### Exercises
1. In the Red Dead Redemption 2 review, what name did the writer give the horse?
2. Give again the passage of the Red Dead Redemption 2 review starting with "Unfortunately, my horse" and going on through "that technology works.".
3. Proceed with the Red Dead Redemption 2 review from the point where it stops.

Of course, bringing him in alive wasn't going to be easy. He wasn't going to come along willingly, and even worse, after resisting, he slipped and fell into the raging river below. I attempted to chase after him, galloping down the river banks. He wasn't going super fast, and I knew where to go, so this sounded easy.
The game is still a sprawling, technological marvel that shines most in the meandering moments.
Unfortunately, my horse (named Hey Thur Horsey because I'm creative) wouldn't turn when I needed him to. When I tried to cross the river, my horse got stuck on a rock. When I tried to move him beyond it, nothing happened. When I was finally able to move him, my horse slowly trudged forward, turned slowly, and attempted to cross. However, by then, my bounty had died, and I had to restart.
There's little difference between Red Dead Redemption 2 on PC and on consoles. The game is still a sprawling, technological marvel that shines most in the meandering moments. It's a title that's easy to get lost in; even if you have a quest to do, you'll spend a while tracking the deer that got away or turning off the road to see what you find. What does differ is how that technology works.

### Available data
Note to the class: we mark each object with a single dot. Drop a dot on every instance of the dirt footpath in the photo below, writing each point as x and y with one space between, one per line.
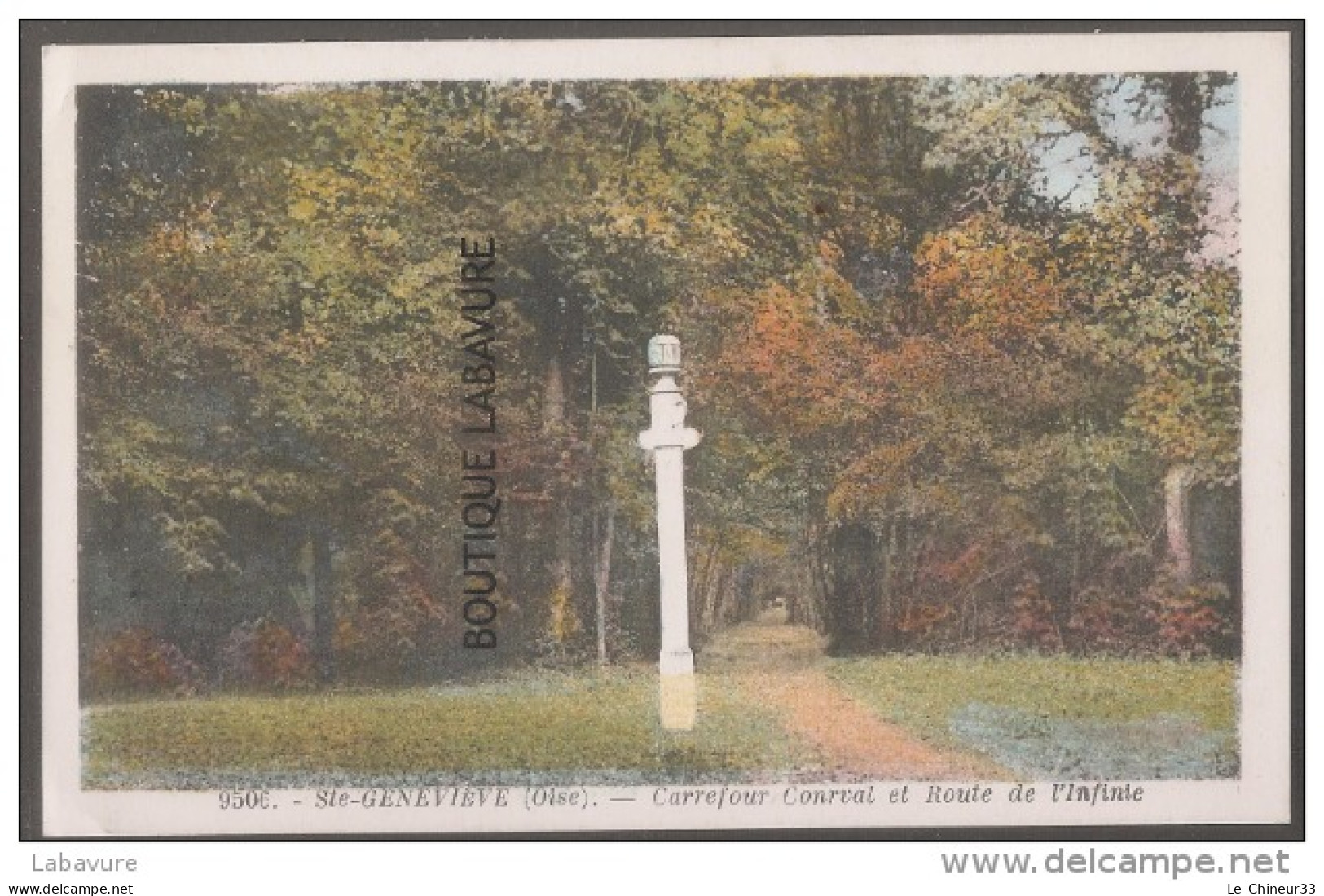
780 666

### Exercise results
1. Hey Thur Horsey.

2.
Unfortunately, my horse (named Hey Thur Horsey because I'm creative) wouldn't turn when I needed him to. When I tried to cross the river, my horse got stuck on a rock. When I tried to move him beyond it, nothing happened. When I was finally able to move him, my horse slowly trudged forward, turned slowly, and attempted to cross. However, by then, my bounty had died, and I had to restart.
There's little difference between Red Dead Redemption 2 on PC and on consoles. The game is still a sprawling, technological marvel that shines most in the meandering moments. It's a title that's easy to get lost in; even if you have a quest to do, you'll spend a while tracking the deer that got away or turning off the road to see what you find. What does differ is how that technology works.

3.
Red Dead Redemption 2 came out in 2018, so this review isn't comprehensive. I don't care about the story, the characters, the pacing, or the attention that Rockstar games paid to make sure horses will poop in the middle of rendered cutscenes. What I was curious about was how the game played on PC. Is it worth buying again to play at your desk or a good purchase for people who play strictly on PC rigs?
It's all still an achievement in games technology. However, with new controls and some new features, including a more streamlined photo mode and new missions, the game feels both fresh and old, heavy and clunky, but also smooth. I can feel relaxed knowing I'll hit my target with my rifle but frustrated because movement slows the game down.
Wild Wild West
Red Dead Redemption 2 on PC
Bottom line: Red Dead Redemption 2 on PC had a rough start, but now that it's playable, players will find the experience to be more beautiful than ever. Just make sure everything is optimized first.
- Graphics improvements for port
- Runs great on most PCs
- Streamlined photo mode
- Arthur is a sharpshooter on PC
- Too many controls?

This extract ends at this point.